• DATA FOR THIS EXERCISE:
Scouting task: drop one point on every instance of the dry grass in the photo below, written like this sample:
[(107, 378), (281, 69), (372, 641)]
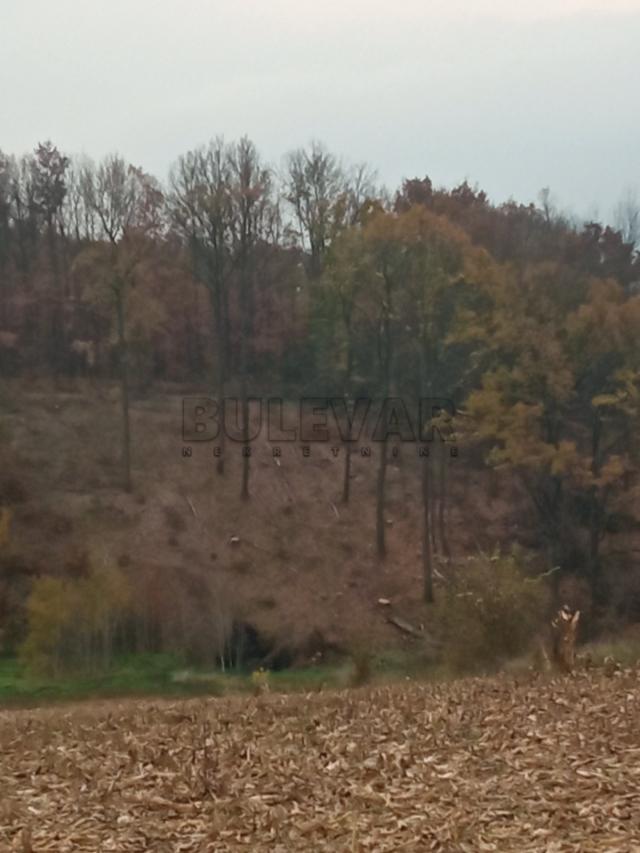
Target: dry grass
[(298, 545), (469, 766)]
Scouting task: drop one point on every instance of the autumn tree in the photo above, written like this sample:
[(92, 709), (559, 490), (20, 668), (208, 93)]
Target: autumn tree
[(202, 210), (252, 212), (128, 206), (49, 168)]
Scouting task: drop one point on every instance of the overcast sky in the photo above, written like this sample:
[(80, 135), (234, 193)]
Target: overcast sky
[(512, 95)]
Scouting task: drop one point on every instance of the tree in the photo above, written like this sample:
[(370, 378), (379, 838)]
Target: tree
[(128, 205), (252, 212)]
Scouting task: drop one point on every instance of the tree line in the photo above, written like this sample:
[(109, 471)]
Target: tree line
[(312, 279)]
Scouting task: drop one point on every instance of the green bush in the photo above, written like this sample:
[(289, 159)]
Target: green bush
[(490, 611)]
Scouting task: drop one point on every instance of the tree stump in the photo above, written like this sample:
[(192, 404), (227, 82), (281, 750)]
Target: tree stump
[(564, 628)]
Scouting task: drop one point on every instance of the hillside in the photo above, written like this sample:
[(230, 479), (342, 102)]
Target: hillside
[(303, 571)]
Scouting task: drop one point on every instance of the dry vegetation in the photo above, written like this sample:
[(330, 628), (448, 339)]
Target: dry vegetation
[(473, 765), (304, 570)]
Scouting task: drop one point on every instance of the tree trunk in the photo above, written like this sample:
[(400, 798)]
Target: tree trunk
--
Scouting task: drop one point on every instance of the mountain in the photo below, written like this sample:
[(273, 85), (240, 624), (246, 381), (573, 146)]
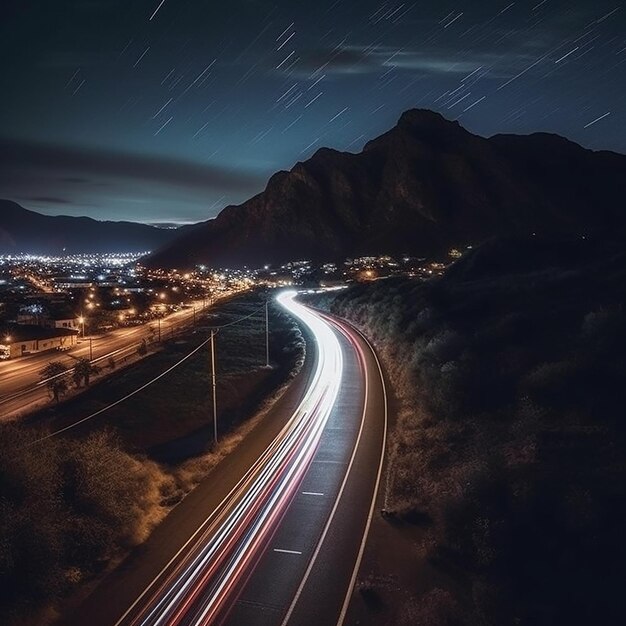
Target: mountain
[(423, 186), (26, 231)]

• EXERCISE AIM:
Take the part that opens with the line containing "Scouting task: drop one point on every instance of the hillside" and closes with the line containing "Target: tree trunk", and rewrite those lines as a numbered list with any blank lines omitted.

• RESPONSE TO THIS EXERCISE:
1. Scouting task: drop one point on every instance of the hillside in the photo above, written like this sample:
2. [(230, 479), (342, 102)]
3. Target: hillside
4. [(303, 571)]
5. Scouting task: drop one point on every instance of the dry vegetation in the photo above, written like this sample:
6. [(330, 628), (448, 339)]
7. Target: dry vegetation
8. [(473, 765), (304, 570)]
9. Scouting task: drop one point on every instance of the tree trunk in the photo above, written like this sample:
10. [(400, 798)]
11. Target: tree trunk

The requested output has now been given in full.